■ Prompt
Collect each line of the entries that holds the string "below".

═════ Data to use

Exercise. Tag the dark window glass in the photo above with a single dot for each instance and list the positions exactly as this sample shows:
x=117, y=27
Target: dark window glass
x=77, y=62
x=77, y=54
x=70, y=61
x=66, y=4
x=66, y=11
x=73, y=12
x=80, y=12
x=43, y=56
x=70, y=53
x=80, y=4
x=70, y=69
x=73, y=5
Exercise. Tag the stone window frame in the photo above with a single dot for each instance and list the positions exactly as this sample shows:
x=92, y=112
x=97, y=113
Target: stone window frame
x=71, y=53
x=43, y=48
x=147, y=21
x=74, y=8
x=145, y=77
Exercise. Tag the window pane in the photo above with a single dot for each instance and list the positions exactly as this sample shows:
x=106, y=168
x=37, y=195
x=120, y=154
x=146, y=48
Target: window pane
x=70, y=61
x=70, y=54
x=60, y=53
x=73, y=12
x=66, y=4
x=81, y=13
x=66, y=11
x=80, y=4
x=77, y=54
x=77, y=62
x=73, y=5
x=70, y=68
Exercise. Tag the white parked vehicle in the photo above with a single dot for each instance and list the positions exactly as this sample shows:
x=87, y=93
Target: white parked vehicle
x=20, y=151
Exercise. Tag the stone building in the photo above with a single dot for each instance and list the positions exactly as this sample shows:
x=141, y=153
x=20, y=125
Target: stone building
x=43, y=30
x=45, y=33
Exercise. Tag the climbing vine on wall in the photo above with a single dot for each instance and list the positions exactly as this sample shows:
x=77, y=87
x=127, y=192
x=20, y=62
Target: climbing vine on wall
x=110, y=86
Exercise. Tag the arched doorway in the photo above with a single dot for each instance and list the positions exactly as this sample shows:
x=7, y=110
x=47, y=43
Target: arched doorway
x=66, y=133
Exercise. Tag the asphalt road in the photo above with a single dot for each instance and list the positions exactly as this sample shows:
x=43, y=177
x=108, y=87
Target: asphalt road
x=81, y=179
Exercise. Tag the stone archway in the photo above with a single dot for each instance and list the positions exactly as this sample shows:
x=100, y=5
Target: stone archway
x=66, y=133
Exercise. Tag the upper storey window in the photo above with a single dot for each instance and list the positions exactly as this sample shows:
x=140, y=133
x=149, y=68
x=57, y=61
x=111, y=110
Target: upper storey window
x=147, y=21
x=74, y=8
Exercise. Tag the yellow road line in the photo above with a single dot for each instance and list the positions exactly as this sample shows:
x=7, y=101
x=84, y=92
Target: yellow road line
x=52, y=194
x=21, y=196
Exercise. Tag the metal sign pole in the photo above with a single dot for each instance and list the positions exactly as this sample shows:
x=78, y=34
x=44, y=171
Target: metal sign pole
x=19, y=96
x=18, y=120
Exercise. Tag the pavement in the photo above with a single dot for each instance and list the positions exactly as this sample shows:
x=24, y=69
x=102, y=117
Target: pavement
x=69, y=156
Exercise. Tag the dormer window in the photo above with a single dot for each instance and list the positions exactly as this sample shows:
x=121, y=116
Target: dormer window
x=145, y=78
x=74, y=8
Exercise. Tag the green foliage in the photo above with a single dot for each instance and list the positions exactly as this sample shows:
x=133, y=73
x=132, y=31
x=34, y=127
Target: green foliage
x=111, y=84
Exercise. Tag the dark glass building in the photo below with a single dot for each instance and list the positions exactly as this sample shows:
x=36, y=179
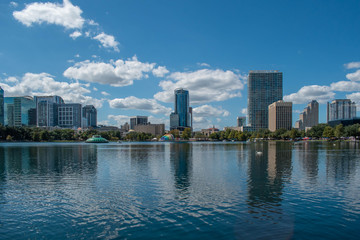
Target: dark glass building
x=264, y=88
x=181, y=118
x=2, y=112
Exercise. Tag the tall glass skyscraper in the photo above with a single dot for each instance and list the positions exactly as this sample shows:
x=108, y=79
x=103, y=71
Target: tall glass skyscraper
x=2, y=112
x=264, y=88
x=181, y=117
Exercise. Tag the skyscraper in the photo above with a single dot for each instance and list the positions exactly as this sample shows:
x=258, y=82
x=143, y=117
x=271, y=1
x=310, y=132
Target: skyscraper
x=264, y=88
x=181, y=118
x=309, y=117
x=280, y=115
x=341, y=109
x=2, y=112
x=138, y=120
x=89, y=116
x=17, y=110
x=47, y=110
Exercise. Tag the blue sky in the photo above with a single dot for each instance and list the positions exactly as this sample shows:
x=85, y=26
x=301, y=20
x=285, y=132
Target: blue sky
x=126, y=57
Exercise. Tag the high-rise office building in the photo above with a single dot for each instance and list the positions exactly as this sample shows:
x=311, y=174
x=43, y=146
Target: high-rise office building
x=240, y=121
x=341, y=109
x=264, y=88
x=17, y=111
x=2, y=112
x=280, y=115
x=46, y=107
x=89, y=116
x=181, y=118
x=138, y=120
x=69, y=115
x=309, y=117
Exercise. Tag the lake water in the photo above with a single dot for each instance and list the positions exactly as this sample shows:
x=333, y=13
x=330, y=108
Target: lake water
x=269, y=190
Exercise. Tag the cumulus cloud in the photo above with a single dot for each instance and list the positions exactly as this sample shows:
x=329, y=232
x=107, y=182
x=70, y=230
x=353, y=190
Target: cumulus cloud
x=160, y=71
x=44, y=84
x=204, y=85
x=116, y=73
x=66, y=14
x=75, y=34
x=345, y=86
x=14, y=4
x=209, y=111
x=308, y=93
x=107, y=41
x=352, y=65
x=355, y=76
x=139, y=104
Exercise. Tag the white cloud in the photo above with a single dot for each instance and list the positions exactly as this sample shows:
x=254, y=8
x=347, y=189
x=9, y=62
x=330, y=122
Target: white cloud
x=75, y=35
x=44, y=84
x=244, y=111
x=161, y=71
x=92, y=22
x=352, y=65
x=14, y=4
x=66, y=14
x=355, y=76
x=139, y=104
x=308, y=93
x=345, y=86
x=204, y=65
x=107, y=41
x=355, y=97
x=209, y=111
x=204, y=85
x=118, y=74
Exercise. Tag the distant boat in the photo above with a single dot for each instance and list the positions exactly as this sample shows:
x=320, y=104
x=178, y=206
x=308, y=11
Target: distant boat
x=96, y=139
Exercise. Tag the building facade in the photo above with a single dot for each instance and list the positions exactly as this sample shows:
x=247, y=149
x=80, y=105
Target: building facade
x=309, y=117
x=2, y=109
x=89, y=115
x=154, y=129
x=264, y=88
x=240, y=121
x=181, y=118
x=138, y=120
x=69, y=115
x=46, y=115
x=18, y=111
x=341, y=109
x=280, y=115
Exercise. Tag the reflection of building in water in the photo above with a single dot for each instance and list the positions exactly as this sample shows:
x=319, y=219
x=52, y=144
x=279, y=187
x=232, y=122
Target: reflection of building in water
x=181, y=162
x=268, y=172
x=341, y=161
x=308, y=154
x=49, y=159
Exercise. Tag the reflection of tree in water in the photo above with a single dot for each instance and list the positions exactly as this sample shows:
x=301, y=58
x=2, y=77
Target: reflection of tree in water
x=309, y=159
x=51, y=159
x=341, y=160
x=268, y=172
x=181, y=162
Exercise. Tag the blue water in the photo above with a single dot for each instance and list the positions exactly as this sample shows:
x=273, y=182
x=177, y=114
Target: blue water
x=180, y=191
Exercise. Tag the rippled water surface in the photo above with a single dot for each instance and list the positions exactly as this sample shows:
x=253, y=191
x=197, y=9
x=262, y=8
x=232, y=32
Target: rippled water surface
x=269, y=190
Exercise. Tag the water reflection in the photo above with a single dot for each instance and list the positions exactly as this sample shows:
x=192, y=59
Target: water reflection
x=181, y=162
x=308, y=155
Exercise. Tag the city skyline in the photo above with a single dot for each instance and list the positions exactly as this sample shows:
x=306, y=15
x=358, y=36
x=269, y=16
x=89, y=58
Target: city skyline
x=126, y=58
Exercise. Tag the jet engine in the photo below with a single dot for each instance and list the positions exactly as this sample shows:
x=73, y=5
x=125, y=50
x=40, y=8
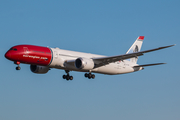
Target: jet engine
x=84, y=63
x=39, y=69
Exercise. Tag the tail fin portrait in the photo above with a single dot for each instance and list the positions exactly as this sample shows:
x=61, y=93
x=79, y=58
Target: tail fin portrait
x=136, y=47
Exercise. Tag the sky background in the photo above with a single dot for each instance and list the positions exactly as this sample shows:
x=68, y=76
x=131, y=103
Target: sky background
x=106, y=27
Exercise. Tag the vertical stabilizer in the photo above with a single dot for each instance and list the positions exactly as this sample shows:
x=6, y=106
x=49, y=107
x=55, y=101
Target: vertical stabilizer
x=136, y=47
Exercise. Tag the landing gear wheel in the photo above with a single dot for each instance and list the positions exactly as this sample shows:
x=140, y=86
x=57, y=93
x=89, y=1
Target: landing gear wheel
x=92, y=76
x=86, y=74
x=64, y=76
x=18, y=68
x=89, y=75
x=67, y=77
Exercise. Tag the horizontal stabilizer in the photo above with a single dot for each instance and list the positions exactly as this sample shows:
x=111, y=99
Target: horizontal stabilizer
x=149, y=65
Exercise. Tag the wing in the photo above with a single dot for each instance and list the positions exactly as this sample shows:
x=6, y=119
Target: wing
x=106, y=60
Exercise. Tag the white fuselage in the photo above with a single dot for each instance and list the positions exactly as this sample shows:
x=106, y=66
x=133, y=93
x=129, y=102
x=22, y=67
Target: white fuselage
x=61, y=56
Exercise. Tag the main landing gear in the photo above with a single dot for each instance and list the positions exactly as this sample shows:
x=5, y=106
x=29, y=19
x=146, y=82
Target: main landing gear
x=89, y=75
x=67, y=77
x=18, y=67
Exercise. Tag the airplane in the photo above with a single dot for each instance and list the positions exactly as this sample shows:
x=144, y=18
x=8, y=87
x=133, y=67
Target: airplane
x=42, y=59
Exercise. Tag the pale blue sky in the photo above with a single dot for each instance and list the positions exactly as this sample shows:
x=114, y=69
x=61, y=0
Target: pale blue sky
x=107, y=27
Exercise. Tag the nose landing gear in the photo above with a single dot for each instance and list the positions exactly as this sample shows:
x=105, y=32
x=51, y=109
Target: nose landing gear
x=89, y=75
x=67, y=77
x=18, y=67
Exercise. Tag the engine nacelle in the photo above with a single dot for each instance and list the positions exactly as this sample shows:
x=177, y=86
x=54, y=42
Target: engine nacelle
x=84, y=63
x=39, y=69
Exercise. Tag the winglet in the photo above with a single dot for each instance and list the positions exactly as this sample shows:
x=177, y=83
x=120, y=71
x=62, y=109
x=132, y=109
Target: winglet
x=141, y=38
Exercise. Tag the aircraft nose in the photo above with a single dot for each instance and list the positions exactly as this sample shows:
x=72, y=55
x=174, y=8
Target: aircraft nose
x=8, y=55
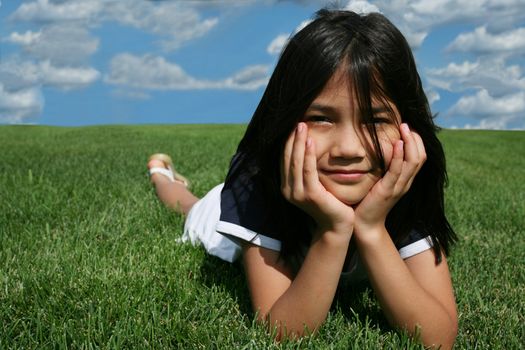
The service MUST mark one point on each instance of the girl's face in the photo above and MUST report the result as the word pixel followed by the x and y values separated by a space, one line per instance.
pixel 346 161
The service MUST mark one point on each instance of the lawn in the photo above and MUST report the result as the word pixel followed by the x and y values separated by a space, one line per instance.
pixel 89 258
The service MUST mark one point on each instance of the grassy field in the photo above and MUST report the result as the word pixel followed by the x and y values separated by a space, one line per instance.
pixel 89 259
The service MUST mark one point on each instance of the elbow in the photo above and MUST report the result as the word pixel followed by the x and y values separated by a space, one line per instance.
pixel 444 340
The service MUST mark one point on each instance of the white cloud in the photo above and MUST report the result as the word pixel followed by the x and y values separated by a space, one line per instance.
pixel 64 44
pixel 416 19
pixel 484 42
pixel 248 78
pixel 361 6
pixel 175 22
pixel 67 78
pixel 18 106
pixel 23 75
pixel 482 104
pixel 492 112
pixel 155 73
pixel 432 95
pixel 27 38
pixel 50 11
pixel 490 74
pixel 277 44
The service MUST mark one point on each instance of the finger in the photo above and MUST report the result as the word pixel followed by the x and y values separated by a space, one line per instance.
pixel 285 165
pixel 396 166
pixel 411 149
pixel 297 160
pixel 420 149
pixel 310 175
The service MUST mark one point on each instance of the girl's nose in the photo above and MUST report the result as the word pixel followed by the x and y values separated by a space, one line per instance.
pixel 347 143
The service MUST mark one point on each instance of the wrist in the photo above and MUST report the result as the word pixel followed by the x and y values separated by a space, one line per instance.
pixel 337 237
pixel 370 234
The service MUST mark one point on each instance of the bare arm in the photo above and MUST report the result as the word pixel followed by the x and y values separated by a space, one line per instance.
pixel 415 293
pixel 291 303
pixel 295 305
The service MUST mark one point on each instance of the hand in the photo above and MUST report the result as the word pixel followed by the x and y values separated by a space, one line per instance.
pixel 300 185
pixel 408 157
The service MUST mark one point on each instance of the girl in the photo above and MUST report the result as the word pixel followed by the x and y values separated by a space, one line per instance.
pixel 339 178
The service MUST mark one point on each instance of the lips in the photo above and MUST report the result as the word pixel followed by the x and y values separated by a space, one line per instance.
pixel 345 175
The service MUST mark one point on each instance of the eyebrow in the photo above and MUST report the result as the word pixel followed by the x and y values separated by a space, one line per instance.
pixel 330 109
pixel 322 108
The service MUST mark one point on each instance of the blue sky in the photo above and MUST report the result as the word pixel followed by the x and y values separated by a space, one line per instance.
pixel 85 62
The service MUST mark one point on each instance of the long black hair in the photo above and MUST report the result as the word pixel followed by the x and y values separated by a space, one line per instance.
pixel 379 63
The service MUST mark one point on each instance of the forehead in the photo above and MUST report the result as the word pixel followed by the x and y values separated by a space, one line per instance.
pixel 337 89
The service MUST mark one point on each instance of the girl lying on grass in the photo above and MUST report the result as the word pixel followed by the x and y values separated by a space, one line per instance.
pixel 338 178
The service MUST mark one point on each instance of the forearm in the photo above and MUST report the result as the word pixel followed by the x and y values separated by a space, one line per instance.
pixel 306 303
pixel 406 304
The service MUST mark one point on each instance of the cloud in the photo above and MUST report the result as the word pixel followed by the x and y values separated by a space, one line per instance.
pixel 18 106
pixel 51 11
pixel 482 104
pixel 277 44
pixel 481 41
pixel 490 74
pixel 493 112
pixel 360 6
pixel 416 19
pixel 17 75
pixel 175 22
pixel 64 44
pixel 27 38
pixel 155 73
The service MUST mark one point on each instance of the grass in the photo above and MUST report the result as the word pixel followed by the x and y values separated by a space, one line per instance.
pixel 89 257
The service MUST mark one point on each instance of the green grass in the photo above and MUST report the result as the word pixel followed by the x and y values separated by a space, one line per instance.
pixel 89 259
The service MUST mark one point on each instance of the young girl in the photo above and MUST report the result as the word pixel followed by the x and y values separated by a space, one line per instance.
pixel 339 178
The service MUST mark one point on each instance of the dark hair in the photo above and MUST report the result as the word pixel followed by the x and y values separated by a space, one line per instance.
pixel 379 63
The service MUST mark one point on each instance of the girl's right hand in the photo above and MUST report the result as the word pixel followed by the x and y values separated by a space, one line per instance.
pixel 300 185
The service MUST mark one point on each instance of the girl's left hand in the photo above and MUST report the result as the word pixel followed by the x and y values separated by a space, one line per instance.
pixel 408 157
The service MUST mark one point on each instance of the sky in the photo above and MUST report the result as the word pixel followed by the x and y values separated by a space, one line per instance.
pixel 94 62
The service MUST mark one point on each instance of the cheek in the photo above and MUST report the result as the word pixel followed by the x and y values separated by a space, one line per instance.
pixel 387 141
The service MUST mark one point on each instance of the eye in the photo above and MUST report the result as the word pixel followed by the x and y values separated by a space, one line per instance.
pixel 317 119
pixel 379 119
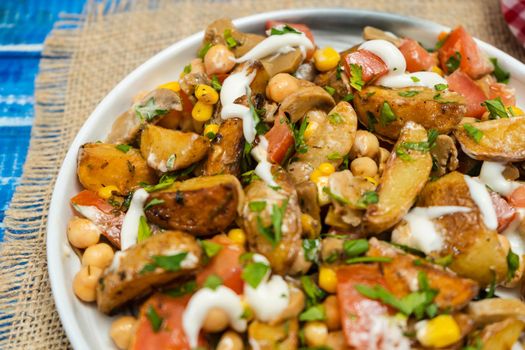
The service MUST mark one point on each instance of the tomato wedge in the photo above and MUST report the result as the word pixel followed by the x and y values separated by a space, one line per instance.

══════════

■ Response to the exercise
Exercise. Tag the dark glass building in the photo below with a single dot for each instance and list the positions exactly as this sample shows:
Exercise. Tag the jet engine in the photo below with a single dot for each instance and list the positions exactly as this sample shows:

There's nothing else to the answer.